SHORT EXERCISE 1: Return the passage of the essay on dining alone at a restaurant bar from "By Bynne Spencer" up to and including "men in mind.", word for word.

By Bynne Spencer
Three square feet of copper countertop, smooth and much abused, miscellaneous cutlery trodden under an open book wedged partway under the breadplate. Each turn of the page brushes the water relegated to a dangerous edge, but the wineglass keeps a regal radius absent of clutter. Bootsoles barely scrape the floor, these skyscraper barstools were not designed for someone so short. The world is crafted with men in mind.
Some of my best thinking has been done at those cramped bar seats. Usually with a knife in hand when it really would have been helpful to have a pen, and usually gone after a few glasses of wine and by the time I get home. Rarely do those grand ideas and unoriginal epiphanies remain as anything other than a faint glow and the understanding that something is working itself out in the back of my mind. Blame it on the wine maybe- always good and always at an appropriate ABV- or maybe just on the high of being at a restaurant with no one and all the world for company. There is something about sitting at a bar in a restaurant that makes me introspective. Possibly because there is no one to talk to. But where else can you eat a communal meal with strangers while also having a solitary experience? Either everyone sits in companionable silence, studiously ignoring each other, or by the end of the night the people sitting nearest to you are your new fast friends. There is a duality to eating alone at a restaurant. The bartender or waiter takes your order, chats, asks about preferences and dietary needs, pours your drinks. You say this is what I want, this is what I need. You only have to think about what you want to eat or drink. You are seen as a person, and your needs are met. To be seen is to be known. There is a powerful autonomy to ordering and eating just for yourself, especially for those whose lives revolve around taking care of others.

SUPPLIED MATERIAL:
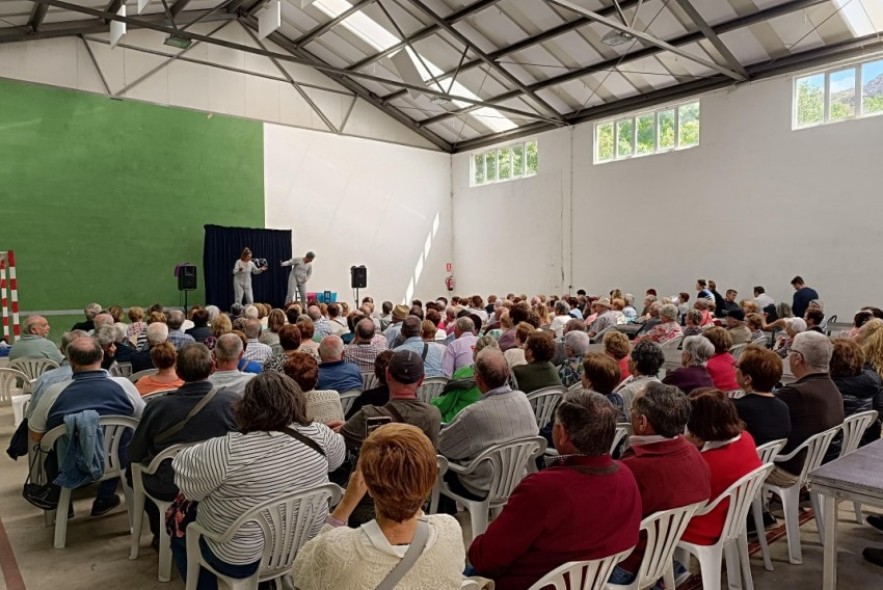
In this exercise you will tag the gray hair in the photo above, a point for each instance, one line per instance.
(92, 310)
(157, 332)
(578, 341)
(175, 319)
(589, 420)
(331, 348)
(699, 348)
(669, 311)
(465, 324)
(815, 348)
(228, 348)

SHORT EXERCISE 2: Output the lines of all the entries as a Markdown table with the columns Number and Entry line, giving each line a row number and skipping blank lines. Leave the pictures out.

EXPECTED OUTPUT 1:
By Bynne Spencer
Three square feet of copper countertop, smooth and much abused, miscellaneous cutlery trodden under an open book wedged partway under the breadplate. Each turn of the page brushes the water relegated to a dangerous edge, but the wineglass keeps a regal radius absent of clutter. Bootsoles barely scrape the floor, these skyscraper barstools were not designed for someone so short. The world is crafted with men in mind.

EXPECTED OUTPUT 2:
| Number | Entry line |
|---|---|
| 1 | In this exercise you will tag the gray hair in the photo above, a point for each instance, one line per instance. |
| 2 | (92, 310) |
| 3 | (157, 332) |
| 4 | (578, 341) |
| 5 | (175, 319) |
| 6 | (589, 420) |
| 7 | (331, 348) |
| 8 | (699, 348) |
| 9 | (669, 311) |
| 10 | (465, 324) |
| 11 | (815, 348) |
| 12 | (228, 348) |